**SUPPLIED RECORDS**:
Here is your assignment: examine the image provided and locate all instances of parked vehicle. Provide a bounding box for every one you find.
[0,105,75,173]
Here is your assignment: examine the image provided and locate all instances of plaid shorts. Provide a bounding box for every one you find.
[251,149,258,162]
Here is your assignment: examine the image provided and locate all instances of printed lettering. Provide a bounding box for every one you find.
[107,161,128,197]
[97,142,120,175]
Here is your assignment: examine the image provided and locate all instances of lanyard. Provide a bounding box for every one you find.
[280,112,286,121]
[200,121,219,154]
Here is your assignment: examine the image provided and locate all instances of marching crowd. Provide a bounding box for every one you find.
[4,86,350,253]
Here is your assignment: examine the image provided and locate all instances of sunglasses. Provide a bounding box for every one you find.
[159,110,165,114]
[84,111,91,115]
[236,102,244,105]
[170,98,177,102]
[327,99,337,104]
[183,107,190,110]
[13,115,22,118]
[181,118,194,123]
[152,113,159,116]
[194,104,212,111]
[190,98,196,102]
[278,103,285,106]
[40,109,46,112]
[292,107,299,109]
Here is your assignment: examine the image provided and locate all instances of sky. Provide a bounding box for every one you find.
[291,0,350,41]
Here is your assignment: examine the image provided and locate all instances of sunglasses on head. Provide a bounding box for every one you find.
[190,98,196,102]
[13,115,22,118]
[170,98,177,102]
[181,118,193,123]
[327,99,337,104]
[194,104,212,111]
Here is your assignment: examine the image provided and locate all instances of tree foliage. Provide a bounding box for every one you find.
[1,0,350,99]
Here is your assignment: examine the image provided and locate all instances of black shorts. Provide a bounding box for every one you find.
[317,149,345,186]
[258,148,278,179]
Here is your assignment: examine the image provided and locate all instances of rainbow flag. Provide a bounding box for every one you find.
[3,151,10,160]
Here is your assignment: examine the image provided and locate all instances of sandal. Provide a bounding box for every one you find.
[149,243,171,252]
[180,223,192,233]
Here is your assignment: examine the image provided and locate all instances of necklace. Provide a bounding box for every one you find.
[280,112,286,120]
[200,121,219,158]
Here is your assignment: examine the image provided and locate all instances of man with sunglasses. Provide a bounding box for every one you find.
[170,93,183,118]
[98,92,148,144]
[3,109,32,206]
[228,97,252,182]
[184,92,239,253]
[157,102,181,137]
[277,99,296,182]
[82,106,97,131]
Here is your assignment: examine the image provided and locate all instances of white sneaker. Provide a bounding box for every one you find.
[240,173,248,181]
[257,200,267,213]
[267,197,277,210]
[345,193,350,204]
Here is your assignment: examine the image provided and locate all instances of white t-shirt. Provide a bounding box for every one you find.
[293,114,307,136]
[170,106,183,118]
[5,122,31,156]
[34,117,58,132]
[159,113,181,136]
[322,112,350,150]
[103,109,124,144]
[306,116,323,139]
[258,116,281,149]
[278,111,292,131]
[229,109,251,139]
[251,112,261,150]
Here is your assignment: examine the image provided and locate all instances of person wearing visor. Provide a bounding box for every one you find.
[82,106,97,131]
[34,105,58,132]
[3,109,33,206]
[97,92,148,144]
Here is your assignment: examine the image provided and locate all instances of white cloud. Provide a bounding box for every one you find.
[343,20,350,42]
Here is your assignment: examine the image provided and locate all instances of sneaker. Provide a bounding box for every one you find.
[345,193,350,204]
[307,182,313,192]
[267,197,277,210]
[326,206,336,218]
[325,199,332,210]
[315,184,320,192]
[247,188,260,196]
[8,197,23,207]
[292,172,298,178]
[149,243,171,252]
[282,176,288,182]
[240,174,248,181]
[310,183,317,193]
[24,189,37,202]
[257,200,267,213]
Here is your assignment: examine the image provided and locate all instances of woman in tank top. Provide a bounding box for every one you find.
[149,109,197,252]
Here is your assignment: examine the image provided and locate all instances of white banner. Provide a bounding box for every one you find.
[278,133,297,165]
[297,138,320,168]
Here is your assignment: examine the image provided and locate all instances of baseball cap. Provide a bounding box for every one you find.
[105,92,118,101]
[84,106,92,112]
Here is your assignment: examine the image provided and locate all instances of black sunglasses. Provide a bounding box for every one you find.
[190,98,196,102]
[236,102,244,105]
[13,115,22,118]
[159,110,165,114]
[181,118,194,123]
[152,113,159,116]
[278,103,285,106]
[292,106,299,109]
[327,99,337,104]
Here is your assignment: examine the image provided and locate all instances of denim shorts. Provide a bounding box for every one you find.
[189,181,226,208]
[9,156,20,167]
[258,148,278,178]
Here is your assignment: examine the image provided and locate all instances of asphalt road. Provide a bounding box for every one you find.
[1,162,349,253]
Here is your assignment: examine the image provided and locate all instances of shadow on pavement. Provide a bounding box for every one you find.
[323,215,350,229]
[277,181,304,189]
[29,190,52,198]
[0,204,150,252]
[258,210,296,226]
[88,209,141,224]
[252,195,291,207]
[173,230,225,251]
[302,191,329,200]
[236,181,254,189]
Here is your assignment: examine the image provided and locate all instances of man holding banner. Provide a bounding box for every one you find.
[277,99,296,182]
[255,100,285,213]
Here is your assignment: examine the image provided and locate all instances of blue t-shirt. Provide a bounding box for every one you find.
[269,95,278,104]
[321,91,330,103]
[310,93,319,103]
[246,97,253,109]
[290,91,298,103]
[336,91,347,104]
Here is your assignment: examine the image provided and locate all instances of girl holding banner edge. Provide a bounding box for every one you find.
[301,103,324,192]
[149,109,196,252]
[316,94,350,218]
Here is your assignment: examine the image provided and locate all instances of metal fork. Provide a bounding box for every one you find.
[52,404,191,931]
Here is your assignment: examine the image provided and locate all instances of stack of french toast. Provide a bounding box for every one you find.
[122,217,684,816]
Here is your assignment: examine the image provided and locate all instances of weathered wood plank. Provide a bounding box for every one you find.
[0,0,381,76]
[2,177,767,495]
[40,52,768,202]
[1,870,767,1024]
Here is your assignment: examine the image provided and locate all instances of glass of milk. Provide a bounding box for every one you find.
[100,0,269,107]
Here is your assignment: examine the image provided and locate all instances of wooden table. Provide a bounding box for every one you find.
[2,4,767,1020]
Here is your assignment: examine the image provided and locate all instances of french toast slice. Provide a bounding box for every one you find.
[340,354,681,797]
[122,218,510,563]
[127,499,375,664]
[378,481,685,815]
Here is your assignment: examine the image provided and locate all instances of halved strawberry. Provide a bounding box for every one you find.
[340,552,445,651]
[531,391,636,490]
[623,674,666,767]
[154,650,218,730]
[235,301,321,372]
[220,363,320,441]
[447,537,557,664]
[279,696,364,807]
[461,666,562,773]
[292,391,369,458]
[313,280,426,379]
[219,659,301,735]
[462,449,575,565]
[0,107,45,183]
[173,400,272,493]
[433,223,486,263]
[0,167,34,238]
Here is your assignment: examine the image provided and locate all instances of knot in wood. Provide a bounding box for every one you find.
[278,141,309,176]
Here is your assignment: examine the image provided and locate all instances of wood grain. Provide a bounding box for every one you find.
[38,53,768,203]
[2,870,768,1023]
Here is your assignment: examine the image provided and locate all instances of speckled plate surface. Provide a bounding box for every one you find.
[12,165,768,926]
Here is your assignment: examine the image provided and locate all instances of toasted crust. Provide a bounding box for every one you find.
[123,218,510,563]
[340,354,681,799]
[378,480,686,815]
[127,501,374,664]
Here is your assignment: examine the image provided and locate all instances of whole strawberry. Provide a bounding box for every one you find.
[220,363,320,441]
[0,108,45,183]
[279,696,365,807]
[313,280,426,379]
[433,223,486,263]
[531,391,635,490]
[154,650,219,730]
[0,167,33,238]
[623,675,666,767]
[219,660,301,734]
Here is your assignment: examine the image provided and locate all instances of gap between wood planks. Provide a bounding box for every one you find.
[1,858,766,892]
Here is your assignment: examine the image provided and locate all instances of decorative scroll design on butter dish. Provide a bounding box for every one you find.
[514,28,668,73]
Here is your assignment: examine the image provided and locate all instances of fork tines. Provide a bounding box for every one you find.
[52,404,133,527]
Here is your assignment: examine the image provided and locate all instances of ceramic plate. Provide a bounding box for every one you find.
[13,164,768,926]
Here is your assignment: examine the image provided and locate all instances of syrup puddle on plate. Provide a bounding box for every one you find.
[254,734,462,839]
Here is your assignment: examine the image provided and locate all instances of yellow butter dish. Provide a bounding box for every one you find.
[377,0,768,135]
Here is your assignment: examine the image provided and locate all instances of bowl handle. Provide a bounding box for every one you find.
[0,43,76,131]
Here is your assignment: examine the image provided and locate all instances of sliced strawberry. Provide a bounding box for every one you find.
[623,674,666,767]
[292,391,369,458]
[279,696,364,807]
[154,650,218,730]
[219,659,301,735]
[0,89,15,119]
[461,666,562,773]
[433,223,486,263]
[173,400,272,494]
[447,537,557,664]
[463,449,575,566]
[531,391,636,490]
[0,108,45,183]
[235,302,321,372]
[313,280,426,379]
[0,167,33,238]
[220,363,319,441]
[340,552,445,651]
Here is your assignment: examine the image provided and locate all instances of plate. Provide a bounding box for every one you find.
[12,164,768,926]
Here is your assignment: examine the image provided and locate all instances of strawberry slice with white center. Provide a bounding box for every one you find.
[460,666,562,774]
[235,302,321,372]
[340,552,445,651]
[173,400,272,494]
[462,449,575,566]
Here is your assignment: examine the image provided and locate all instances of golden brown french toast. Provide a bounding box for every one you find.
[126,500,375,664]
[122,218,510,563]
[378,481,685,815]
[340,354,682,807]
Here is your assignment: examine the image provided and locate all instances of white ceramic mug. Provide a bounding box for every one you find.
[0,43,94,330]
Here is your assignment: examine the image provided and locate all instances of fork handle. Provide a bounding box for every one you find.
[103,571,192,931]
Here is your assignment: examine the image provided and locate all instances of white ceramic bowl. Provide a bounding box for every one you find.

**EXERCISE DESCRIPTION**: Return exactly the run of lines that opens with the one containing "instances of sliced" and closes with the last line of the records above.

**SOLUTION FOR THIS EXERCISE**:
Here is your assignment: examine the image provided and locate all instances of sliced strawberry. Provide a bounding box for every one you find.
[623,674,666,767]
[292,391,369,458]
[279,696,364,807]
[154,650,218,730]
[219,659,301,735]
[0,89,15,119]
[461,666,562,773]
[433,223,486,263]
[173,400,272,494]
[447,537,557,664]
[463,449,575,566]
[531,391,636,490]
[0,108,45,183]
[235,302,321,372]
[313,280,426,379]
[0,167,33,238]
[220,363,319,441]
[340,552,445,651]
Here is your assignment: examine the image provided and locate all instances of plate. Provide a bounding box for every one you find.
[12,164,768,926]
Here is your assignment: examine the image provided and locate all instances of strawberry slice with white center. Provide a bounding box for every one you find.
[460,666,562,774]
[235,302,321,372]
[340,552,445,651]
[173,400,272,494]
[462,449,575,566]
Here is your assignment: examine the image provided and locate all instances of golden brown french toast. Provide a bounding box for every one you find.
[126,500,375,664]
[122,218,510,563]
[378,481,685,815]
[340,354,682,807]
Here is your assignment: examine the image provided and locate all instances of white ceramic mug. Provide a bounding box for every one you find.
[0,43,94,330]
Here is your assignment: examine the image provided and locate all instances of fork handle. Provide a bounding box for every one you find.
[103,571,192,931]
Here is your assignment: examine the image provided and locate all instances of white ceramic bowl. Provide a bounding box for every one you find.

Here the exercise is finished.